Consigne A =>
Renvoyez sans aucune modification le passage du listing qui va de la ligne contenant « Practice step: pin every instance of the van windshield with » jusqu'à la ligne contenant « [(892, 753)] », ces deux lignes comprises.

Il vaut mieux éviter de parler de canicule par les temps qui courent et alors que le Président de la République est en vacances. Il n’aura pas l’Océan à traverser pour revenir prendre les mesures face à un accroissement exceptionnel et durable de la température. On sait désormais, depuis 2003, que l’été peut être meurtrier ! Dès que tombe la chape oppressante d’un soleil voulant montrer qu’il n’y a que lui qui mérite le titre de roi de l’univers, la liberté d’aller et venir disparaît. Le paradoxe c’est que la chaleur tant désirée conduit la majorité des gens à la fuir, pour chercher refuge dans les endroits où elle n’exerce pas son diktat. Marcher à l’ombre ne relève pas de la fiction… et prendre le frais ne constitue pas un acte délictueux. Personne cependant n’ose affirmer durant les vacances qu’il s’agit d’un temps de chien.
Sur les plaques chauffantes des plages, les peaux rouges ou blanches se dorent avec la délectation d’affronter les extrêmes. Enduits de crème, nus comme des vers reluisants, transformés en bêtes de somme forcées, les adeptes du bronzer costaud vont au bout de leur logique. Ils doivent ramener de leur combat contre les rayons les preuves de leur courage. En fait, de leur dorure estivale, ils tireront gloire face aux malheureux qui n’ont pas eu le courage ou l’inconscience de s’exposer à la morsure de ce Dieu vénéré par les Égyptiens. En cette période où les cours de l’or s’envolent, la canicule redonne le moral à celles et ceux qui investissent dans la bonne mine de rentrée.

Lignes de données =>

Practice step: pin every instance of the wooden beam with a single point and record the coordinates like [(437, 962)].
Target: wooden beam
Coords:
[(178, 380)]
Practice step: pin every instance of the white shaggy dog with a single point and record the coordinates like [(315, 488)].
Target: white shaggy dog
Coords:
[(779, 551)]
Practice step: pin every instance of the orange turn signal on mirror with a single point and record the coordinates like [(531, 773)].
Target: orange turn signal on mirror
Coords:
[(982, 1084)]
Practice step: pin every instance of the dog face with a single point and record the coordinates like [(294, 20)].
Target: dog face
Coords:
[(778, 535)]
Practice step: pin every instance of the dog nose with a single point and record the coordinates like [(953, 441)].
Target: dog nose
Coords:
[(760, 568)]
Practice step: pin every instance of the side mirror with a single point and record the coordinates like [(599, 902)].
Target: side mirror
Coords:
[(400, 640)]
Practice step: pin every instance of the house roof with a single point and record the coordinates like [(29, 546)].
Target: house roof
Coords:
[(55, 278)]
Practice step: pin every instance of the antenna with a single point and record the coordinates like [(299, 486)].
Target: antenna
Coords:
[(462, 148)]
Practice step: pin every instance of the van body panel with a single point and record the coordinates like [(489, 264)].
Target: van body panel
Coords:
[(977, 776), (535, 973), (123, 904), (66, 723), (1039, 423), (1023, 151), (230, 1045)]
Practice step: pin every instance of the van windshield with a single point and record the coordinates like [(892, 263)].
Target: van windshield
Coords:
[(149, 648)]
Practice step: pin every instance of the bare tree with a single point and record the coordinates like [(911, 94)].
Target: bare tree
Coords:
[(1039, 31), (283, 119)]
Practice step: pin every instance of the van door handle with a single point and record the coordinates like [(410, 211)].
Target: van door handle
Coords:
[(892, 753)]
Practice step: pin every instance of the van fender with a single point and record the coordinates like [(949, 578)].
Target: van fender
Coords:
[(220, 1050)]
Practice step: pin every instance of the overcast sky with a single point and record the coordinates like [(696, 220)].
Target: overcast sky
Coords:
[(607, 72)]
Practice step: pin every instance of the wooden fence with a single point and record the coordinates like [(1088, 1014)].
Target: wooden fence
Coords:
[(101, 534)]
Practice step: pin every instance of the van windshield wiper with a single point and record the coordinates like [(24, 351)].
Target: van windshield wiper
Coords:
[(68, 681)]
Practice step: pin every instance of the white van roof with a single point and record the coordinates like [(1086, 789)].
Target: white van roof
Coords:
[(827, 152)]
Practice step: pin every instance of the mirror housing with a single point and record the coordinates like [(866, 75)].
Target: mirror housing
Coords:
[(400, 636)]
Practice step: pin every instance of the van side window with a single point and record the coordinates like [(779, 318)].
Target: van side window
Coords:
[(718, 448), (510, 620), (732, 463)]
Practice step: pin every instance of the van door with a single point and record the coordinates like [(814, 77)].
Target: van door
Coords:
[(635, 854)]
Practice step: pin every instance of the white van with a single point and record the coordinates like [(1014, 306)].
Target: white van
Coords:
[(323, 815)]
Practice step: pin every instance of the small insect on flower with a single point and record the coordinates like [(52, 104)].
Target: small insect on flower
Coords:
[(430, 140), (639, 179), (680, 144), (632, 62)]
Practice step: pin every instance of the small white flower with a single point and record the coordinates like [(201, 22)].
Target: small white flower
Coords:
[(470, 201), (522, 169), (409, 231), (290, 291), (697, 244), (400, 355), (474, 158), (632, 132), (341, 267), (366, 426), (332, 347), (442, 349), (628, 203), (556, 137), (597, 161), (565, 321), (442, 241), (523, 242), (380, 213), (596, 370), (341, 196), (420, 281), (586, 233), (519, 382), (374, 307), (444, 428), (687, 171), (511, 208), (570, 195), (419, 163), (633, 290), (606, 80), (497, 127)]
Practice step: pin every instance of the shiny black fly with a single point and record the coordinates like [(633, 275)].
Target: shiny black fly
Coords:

Consigne B =>
Répondez d'après le texte sur la canicule, en numérotant chaque réponse comme la question correspondante.
(i) Depuis quelle année sait-on que l'été peut être meurtrier ?
(ii) Où se trouve le Président de la République au moment où le texte est écrit ?
(iii) De quoi les adeptes du bronzage sont-ils enduits sur les plages ?

Réponse complète A =>
Practice step: pin every instance of the van windshield with a single point and record the coordinates like [(892, 263)].
Target: van windshield
Coords:
[(149, 648)]
Practice step: pin every instance of the bare tree with a single point and record the coordinates like [(911, 94)].
Target: bare tree
Coords:
[(1039, 31), (283, 119)]
Practice step: pin every instance of the van door handle with a single point and record the coordinates like [(410, 211)].
Target: van door handle
Coords:
[(892, 753)]

Réponse complète B =>
(i) Depuis 2003.
(ii) En vacances.
(iii) De crème.